» What this task involves
Output the material below unchanged, apart from leaving out the pictures.

» Task data
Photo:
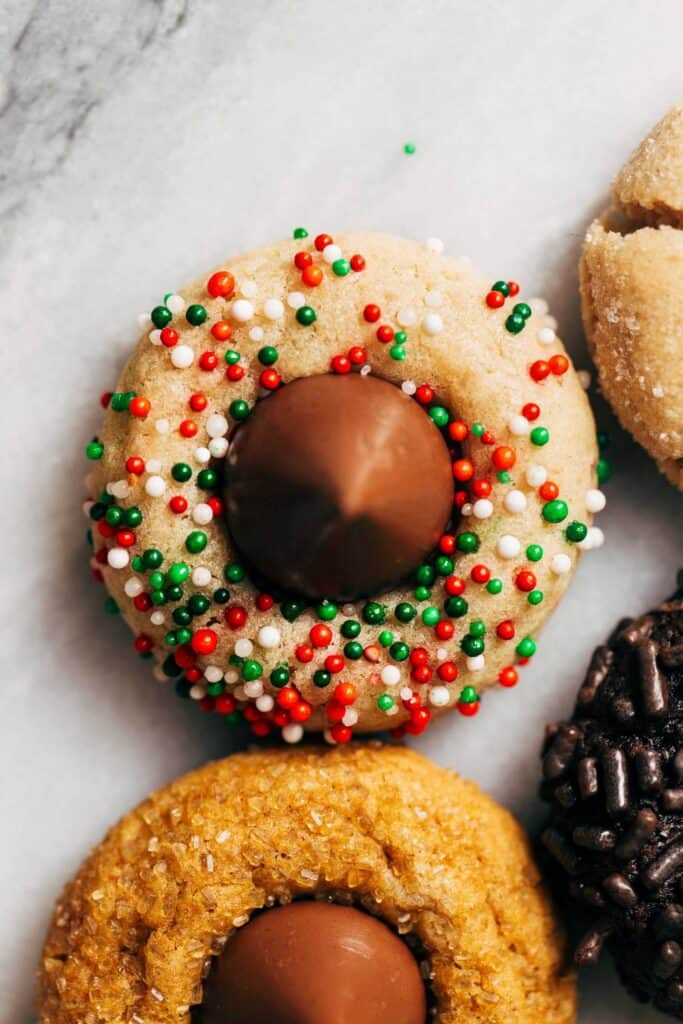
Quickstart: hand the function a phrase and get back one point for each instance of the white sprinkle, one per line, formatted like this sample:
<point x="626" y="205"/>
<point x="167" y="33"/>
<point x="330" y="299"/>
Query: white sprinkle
<point x="272" y="309"/>
<point x="407" y="316"/>
<point x="515" y="502"/>
<point x="133" y="587"/>
<point x="118" y="558"/>
<point x="201" y="576"/>
<point x="434" y="245"/>
<point x="155" y="486"/>
<point x="331" y="253"/>
<point x="218" y="446"/>
<point x="536" y="475"/>
<point x="268" y="637"/>
<point x="293" y="732"/>
<point x="482" y="508"/>
<point x="518" y="425"/>
<point x="560" y="564"/>
<point x="432" y="324"/>
<point x="182" y="356"/>
<point x="390" y="675"/>
<point x="508" y="546"/>
<point x="244" y="647"/>
<point x="595" y="500"/>
<point x="439" y="696"/>
<point x="242" y="310"/>
<point x="216" y="425"/>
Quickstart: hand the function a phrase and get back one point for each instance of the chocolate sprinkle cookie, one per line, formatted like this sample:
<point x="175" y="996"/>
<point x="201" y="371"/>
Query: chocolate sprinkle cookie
<point x="613" y="777"/>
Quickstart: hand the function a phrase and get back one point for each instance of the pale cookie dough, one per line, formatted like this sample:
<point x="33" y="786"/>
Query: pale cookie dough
<point x="133" y="935"/>
<point x="507" y="400"/>
<point x="632" y="292"/>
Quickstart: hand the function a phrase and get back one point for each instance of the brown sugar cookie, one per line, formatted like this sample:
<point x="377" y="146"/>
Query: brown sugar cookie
<point x="632" y="293"/>
<point x="341" y="484"/>
<point x="175" y="912"/>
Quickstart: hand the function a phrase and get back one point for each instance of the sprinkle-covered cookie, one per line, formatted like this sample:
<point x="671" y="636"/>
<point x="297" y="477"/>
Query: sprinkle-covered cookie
<point x="341" y="483"/>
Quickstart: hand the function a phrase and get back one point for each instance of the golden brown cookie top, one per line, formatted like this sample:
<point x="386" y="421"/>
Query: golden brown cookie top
<point x="381" y="828"/>
<point x="649" y="186"/>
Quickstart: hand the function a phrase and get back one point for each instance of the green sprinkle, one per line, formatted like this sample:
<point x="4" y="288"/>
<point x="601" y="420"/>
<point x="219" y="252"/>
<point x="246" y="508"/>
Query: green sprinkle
<point x="540" y="436"/>
<point x="373" y="613"/>
<point x="555" y="511"/>
<point x="575" y="531"/>
<point x="327" y="610"/>
<point x="239" y="409"/>
<point x="161" y="316"/>
<point x="196" y="542"/>
<point x="235" y="572"/>
<point x="525" y="647"/>
<point x="181" y="472"/>
<point x="306" y="315"/>
<point x="439" y="416"/>
<point x="178" y="572"/>
<point x="94" y="451"/>
<point x="404" y="611"/>
<point x="207" y="478"/>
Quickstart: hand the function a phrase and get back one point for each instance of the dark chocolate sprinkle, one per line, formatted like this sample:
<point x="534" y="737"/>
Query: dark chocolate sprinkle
<point x="620" y="846"/>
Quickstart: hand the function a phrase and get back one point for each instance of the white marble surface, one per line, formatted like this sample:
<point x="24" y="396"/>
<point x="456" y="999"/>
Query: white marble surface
<point x="142" y="141"/>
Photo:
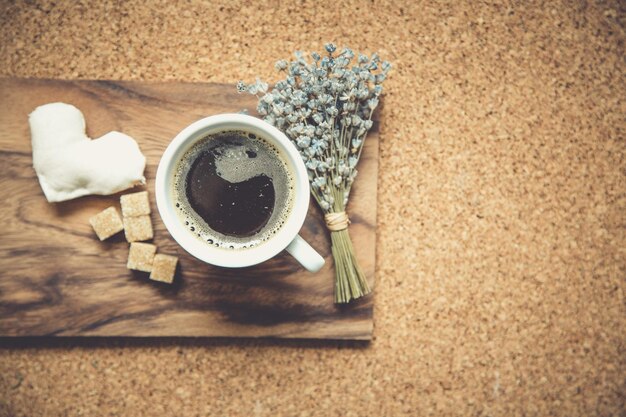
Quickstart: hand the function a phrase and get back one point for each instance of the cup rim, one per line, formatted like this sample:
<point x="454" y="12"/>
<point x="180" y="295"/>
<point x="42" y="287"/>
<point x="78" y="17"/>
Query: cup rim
<point x="217" y="255"/>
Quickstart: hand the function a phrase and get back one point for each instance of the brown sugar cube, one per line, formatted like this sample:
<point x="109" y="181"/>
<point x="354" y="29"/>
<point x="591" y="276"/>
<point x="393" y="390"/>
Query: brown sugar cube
<point x="138" y="228"/>
<point x="141" y="256"/>
<point x="163" y="268"/>
<point x="135" y="204"/>
<point x="106" y="223"/>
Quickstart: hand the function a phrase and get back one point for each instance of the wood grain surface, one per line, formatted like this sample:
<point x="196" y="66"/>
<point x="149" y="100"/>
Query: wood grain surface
<point x="57" y="279"/>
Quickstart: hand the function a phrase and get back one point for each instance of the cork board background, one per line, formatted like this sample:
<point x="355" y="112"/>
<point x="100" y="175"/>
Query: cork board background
<point x="502" y="211"/>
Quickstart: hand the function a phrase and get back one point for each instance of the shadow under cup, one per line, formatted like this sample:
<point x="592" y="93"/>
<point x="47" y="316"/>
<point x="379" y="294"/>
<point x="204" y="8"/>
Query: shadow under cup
<point x="167" y="195"/>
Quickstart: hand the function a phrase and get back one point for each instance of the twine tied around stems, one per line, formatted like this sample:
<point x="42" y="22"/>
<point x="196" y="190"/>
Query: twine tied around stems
<point x="337" y="221"/>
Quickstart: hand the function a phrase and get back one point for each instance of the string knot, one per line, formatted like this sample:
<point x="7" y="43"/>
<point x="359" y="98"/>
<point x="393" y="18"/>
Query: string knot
<point x="337" y="221"/>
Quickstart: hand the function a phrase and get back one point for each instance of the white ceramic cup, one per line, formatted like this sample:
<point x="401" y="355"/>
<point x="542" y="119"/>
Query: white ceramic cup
<point x="285" y="238"/>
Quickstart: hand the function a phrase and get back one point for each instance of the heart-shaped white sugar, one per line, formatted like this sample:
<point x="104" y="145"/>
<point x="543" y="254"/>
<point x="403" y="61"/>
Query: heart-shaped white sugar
<point x="70" y="165"/>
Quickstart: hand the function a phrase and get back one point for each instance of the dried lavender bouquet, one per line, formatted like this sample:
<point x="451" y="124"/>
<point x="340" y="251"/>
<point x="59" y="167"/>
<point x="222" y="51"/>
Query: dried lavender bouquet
<point x="325" y="108"/>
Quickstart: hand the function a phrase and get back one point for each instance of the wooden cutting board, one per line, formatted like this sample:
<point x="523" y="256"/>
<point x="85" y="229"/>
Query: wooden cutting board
<point x="58" y="279"/>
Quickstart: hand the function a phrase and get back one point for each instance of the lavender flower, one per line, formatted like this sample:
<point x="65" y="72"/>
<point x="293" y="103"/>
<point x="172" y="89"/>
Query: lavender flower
<point x="325" y="108"/>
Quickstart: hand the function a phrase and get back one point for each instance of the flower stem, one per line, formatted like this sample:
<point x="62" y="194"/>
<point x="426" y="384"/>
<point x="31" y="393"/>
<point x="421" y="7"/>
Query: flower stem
<point x="350" y="281"/>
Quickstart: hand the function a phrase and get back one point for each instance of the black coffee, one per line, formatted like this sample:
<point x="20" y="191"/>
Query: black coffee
<point x="231" y="208"/>
<point x="233" y="189"/>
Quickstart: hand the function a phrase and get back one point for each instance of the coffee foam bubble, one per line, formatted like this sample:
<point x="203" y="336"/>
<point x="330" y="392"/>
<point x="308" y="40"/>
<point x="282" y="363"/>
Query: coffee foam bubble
<point x="239" y="156"/>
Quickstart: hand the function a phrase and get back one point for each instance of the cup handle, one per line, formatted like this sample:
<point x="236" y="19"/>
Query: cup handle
<point x="305" y="254"/>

» Solution below
Photo:
Quickstart: hand the function a phrase and get back one point for each instance of the white sprinkle, one per line, formatted like this sample:
<point x="626" y="205"/>
<point x="167" y="33"/>
<point x="330" y="299"/>
Query: white sprinkle
<point x="272" y="309"/>
<point x="407" y="316"/>
<point x="515" y="502"/>
<point x="133" y="587"/>
<point x="118" y="558"/>
<point x="201" y="576"/>
<point x="434" y="245"/>
<point x="155" y="486"/>
<point x="331" y="253"/>
<point x="218" y="446"/>
<point x="536" y="475"/>
<point x="268" y="637"/>
<point x="293" y="732"/>
<point x="482" y="508"/>
<point x="518" y="425"/>
<point x="560" y="564"/>
<point x="432" y="324"/>
<point x="182" y="356"/>
<point x="390" y="675"/>
<point x="508" y="546"/>
<point x="244" y="647"/>
<point x="595" y="500"/>
<point x="439" y="696"/>
<point x="242" y="310"/>
<point x="216" y="425"/>
Quickstart: hand the function a phrase and get back one point for each instance of the chocolate sprinkle cookie, one per line, formatted like this sample:
<point x="175" y="996"/>
<point x="201" y="371"/>
Query: chocolate sprinkle cookie
<point x="613" y="777"/>
Quickstart: hand the function a phrase and get back one point for each instance of the pale cookie dough, one per line, formatted like this sample:
<point x="33" y="786"/>
Query: pale cookie dough
<point x="133" y="935"/>
<point x="507" y="400"/>
<point x="632" y="292"/>
Quickstart: hand the function a phrase and get back one point for each instance of the brown sugar cookie, one per line, formatted like this sample:
<point x="377" y="146"/>
Query: brown sugar cookie
<point x="632" y="293"/>
<point x="341" y="484"/>
<point x="175" y="912"/>
Quickstart: hand the function a phrase and get back one point for each instance of the sprinkle-covered cookie, one per line, formatted like this sample:
<point x="671" y="636"/>
<point x="297" y="477"/>
Query: sprinkle-covered cookie
<point x="341" y="483"/>
Quickstart: hand the function a phrase and get back one point for each instance of the golden brown cookie top, one per line, formatted like this sample:
<point x="386" y="421"/>
Query: golden brown cookie top
<point x="381" y="828"/>
<point x="649" y="186"/>
Quickstart: hand the function a phrase and get back one point for each instance of the green sprinkle, one per line, formatted like this sample:
<point x="4" y="288"/>
<point x="601" y="420"/>
<point x="219" y="252"/>
<point x="246" y="508"/>
Query: green sprinkle
<point x="540" y="436"/>
<point x="373" y="613"/>
<point x="555" y="511"/>
<point x="575" y="531"/>
<point x="327" y="610"/>
<point x="239" y="409"/>
<point x="161" y="316"/>
<point x="196" y="542"/>
<point x="235" y="572"/>
<point x="525" y="647"/>
<point x="181" y="472"/>
<point x="306" y="315"/>
<point x="439" y="416"/>
<point x="178" y="572"/>
<point x="94" y="451"/>
<point x="404" y="611"/>
<point x="207" y="478"/>
Quickstart: hand the function a phrase and get back one point for each instance of the dark chocolate sprinkle, one per line, formatted like this sample:
<point x="534" y="737"/>
Query: dark chocolate sprinkle
<point x="620" y="846"/>
Quickstart: hand the function a phrase and get back one point for each instance of the white marble surface, one per line, formatted like this sample:
<point x="24" y="396"/>
<point x="456" y="999"/>
Query: white marble surface
<point x="142" y="141"/>
Photo:
Quickstart: hand the function a phrase and get back one point for each instance of the cup rim, one per line, formatted like this sample:
<point x="454" y="12"/>
<point x="180" y="295"/>
<point x="42" y="287"/>
<point x="78" y="17"/>
Query: cup rim
<point x="217" y="255"/>
Quickstart: hand the function a phrase and get back one point for each instance of the brown sugar cube, one per line, formatted like this sample:
<point x="109" y="181"/>
<point x="354" y="29"/>
<point x="591" y="276"/>
<point x="393" y="390"/>
Query: brown sugar cube
<point x="138" y="228"/>
<point x="141" y="256"/>
<point x="163" y="268"/>
<point x="135" y="204"/>
<point x="106" y="223"/>
Quickstart: hand the function a phrase and get back one point for each instance of the wood grain surface, one per line, formatted like this sample:
<point x="196" y="66"/>
<point x="149" y="100"/>
Query: wood grain surface
<point x="57" y="279"/>
Quickstart: hand the function a phrase and get back one point for each instance of the cork board background, one per line, formatted like this sample:
<point x="355" y="112"/>
<point x="100" y="175"/>
Query: cork board background
<point x="502" y="211"/>
Quickstart: hand the function a phrase and get back one point for each instance of the shadow under cup, one per line, formatted like this sample:
<point x="592" y="93"/>
<point x="47" y="316"/>
<point x="379" y="294"/>
<point x="204" y="8"/>
Query: shadow under cup
<point x="167" y="195"/>
Quickstart: hand the function a phrase and get back one point for each instance of the twine tied around stems, one per line, formatted like this sample:
<point x="42" y="22"/>
<point x="196" y="190"/>
Query: twine tied around stems
<point x="337" y="221"/>
Quickstart: hand the function a phrase and get back one point for each instance of the string knot, one per line, formatted like this sample:
<point x="7" y="43"/>
<point x="359" y="98"/>
<point x="393" y="18"/>
Query: string knot
<point x="337" y="221"/>
Quickstart: hand the function a phrase and get back one point for each instance of the white ceramic cup, one per line, formatted like this sample:
<point x="401" y="355"/>
<point x="542" y="119"/>
Query: white ceramic cup
<point x="285" y="238"/>
Quickstart: hand the function a phrase and get back one point for each instance of the heart-shaped white sugar, one per line, formatted like this sample:
<point x="104" y="145"/>
<point x="543" y="254"/>
<point x="403" y="61"/>
Query: heart-shaped white sugar
<point x="70" y="165"/>
Quickstart: hand the function a phrase and get back one point for each instance of the dried lavender bouquet, one per line, formatted like this sample:
<point x="451" y="124"/>
<point x="340" y="251"/>
<point x="59" y="167"/>
<point x="222" y="51"/>
Query: dried lavender bouquet
<point x="325" y="108"/>
Quickstart: hand the function a phrase and get back one point for each instance of the wooden cutting board, one per line, formatted like this sample:
<point x="523" y="256"/>
<point x="85" y="229"/>
Query: wooden cutting board
<point x="58" y="279"/>
Quickstart: hand the function a phrase and get back one point for each instance of the lavender flower, one per line, formatted like this sample:
<point x="65" y="72"/>
<point x="293" y="103"/>
<point x="172" y="89"/>
Query: lavender flower
<point x="325" y="108"/>
Quickstart: hand the function a phrase and get back one point for each instance of the flower stem, one per line, formatted like this sample:
<point x="62" y="194"/>
<point x="426" y="384"/>
<point x="31" y="393"/>
<point x="421" y="7"/>
Query: flower stem
<point x="350" y="281"/>
Quickstart: hand the function a phrase and get back one point for each instance of the black coffee, one per line, formatted like this sample:
<point x="20" y="191"/>
Query: black coffee
<point x="231" y="208"/>
<point x="233" y="189"/>
Quickstart: hand the function a phrase and get back one point for each instance of the coffee foam bubble, one per line, formatted like this sample:
<point x="203" y="336"/>
<point x="330" y="392"/>
<point x="308" y="40"/>
<point x="282" y="363"/>
Query: coffee foam bubble
<point x="239" y="156"/>
Quickstart: hand the function a phrase and get back one point for each instance of the cup handle, one per line, formatted like this sample:
<point x="236" y="19"/>
Query: cup handle
<point x="305" y="254"/>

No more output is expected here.